▶ [SELECTED PASSAGE]:
The funny thing about calling the professor is that sometimes it could backfire. You never know if the professor you are seeking to talk to is actually the expert witness for the other side.

So, I cursorily looked at my notes. Not only can I not tell you what I had written anywhere (which would make my search that much more difficult than just typing the phrase in Google), I realized that cobbled bits of law from God knows where do not make the current law in my state. They might make a general concept, sort of like how high school teaches you "standardized" German and Spanish, but it's nothing I can cite to any court.

Yes, see My Stack of Old Torts Lectures on Contributory Negligence that I condensed into flashcards, Fall 2006.

Besides, after taking BarBri, I began to realize that law school made the law much more difficult than what it is. I guess they had to do something to explain why we were in law school for 3 years instead of 6 weeks.

When you look at what law school accomplishes, why not make it a 6 week program? All the core curriculum of law school does is teach towards the bar anyway. Sometimes, the school is successful in brainwashing the students into believing that this method is in their best interest and they shouldn't burn any of those precious 90 hours taking clinic and instead use that time to take a random class that will consist of a grand total of 1/2 of an essay on the bar exam. You may not know how to go to court and are hobbled out of the starting gate, but you really overkilled that Secured Transactions question that an examiner spent 30 second reading.

▶ [DIRECTIONS]: In the passage about law school, reproduce the wording character for character, starting at the words "The funny thing" and stopping after "the other side.".

▶ [DATASET CONTENT]:
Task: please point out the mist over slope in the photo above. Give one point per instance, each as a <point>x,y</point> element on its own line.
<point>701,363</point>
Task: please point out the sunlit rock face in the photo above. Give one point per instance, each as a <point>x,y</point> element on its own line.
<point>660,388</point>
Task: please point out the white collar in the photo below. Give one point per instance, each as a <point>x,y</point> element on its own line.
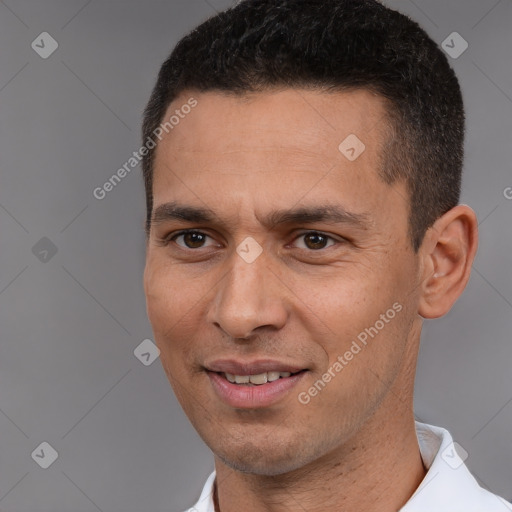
<point>448,485</point>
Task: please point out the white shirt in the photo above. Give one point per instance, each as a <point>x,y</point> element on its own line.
<point>448,485</point>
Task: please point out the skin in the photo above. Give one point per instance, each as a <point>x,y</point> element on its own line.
<point>303,300</point>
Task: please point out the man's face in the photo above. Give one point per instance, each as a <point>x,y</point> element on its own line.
<point>300,303</point>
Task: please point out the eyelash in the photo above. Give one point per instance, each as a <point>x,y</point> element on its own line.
<point>168,239</point>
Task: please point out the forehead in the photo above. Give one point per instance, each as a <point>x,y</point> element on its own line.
<point>312,123</point>
<point>273,147</point>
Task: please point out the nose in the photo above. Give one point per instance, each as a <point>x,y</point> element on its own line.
<point>249,296</point>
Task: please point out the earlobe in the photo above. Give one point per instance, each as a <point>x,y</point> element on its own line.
<point>448,252</point>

▶ [EXERCISE RESPONSE]:
The funny thing about calling the professor is that sometimes it could backfire. You never know if the professor you are seeking to talk to is actually the expert witness for the other side.